_PASSAGE PROVIDED:_
>>>>>
‘Strangers assumed mum was drunk’
PUBLISHED: 19:02 11 December 2015 | UPDATED: 19:03 11 December 2015
An inspirational young man has been honoured for setting up a charity at the age of 18 after his mother suffered a stroke.
Thomas Gray, who is now 20, was called out of class at his boarding school in Oxford three years ago and told that his mother, Sarah had had a stroke – a day that “changed their lives forever”.
Sarah, who was 57 at the time, had a haemorrhage on her brain the size of an orange, and she survived an operation which removed a third of her brain – against all the odds.
The haemorrhage was the largest doctors have recorded anyone surviving.
But she was left with the speech disorder aphasia, as well as problems with her short and long term memory.
Thomas, who now lives in Dalston Lane and is studying business management at Birkbeck University of London, said: “When I saw my mum in the hospital that day, she was so unwell that she didn’t recognise who I was.
<<<<<
_LISTED ENTRIES:_
>>>>>
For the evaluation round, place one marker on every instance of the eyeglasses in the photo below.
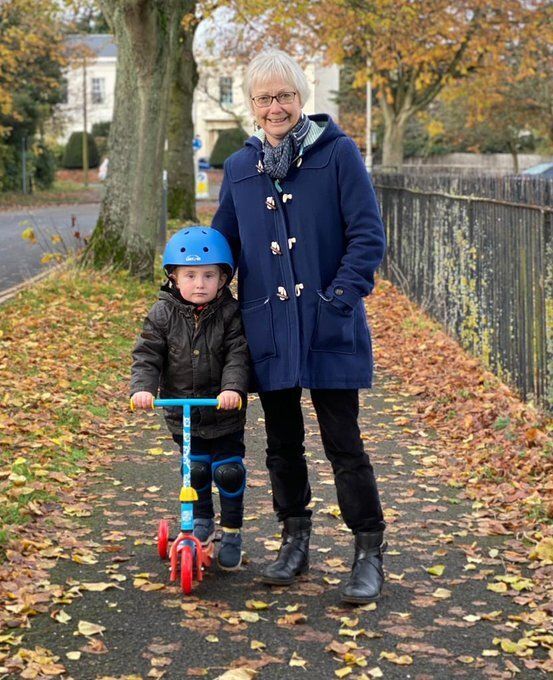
(263, 101)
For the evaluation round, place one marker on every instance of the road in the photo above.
(19, 259)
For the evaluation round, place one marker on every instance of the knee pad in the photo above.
(229, 476)
(200, 472)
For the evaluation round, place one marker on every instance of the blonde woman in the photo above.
(300, 213)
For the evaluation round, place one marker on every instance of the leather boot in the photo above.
(293, 556)
(367, 574)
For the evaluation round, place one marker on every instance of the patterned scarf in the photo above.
(277, 159)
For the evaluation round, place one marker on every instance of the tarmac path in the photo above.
(438, 626)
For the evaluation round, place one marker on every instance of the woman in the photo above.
(299, 210)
<<<<<
In the article about Thomas Gray, what speech disorder was his mother left with after her stroke?

Aphasia.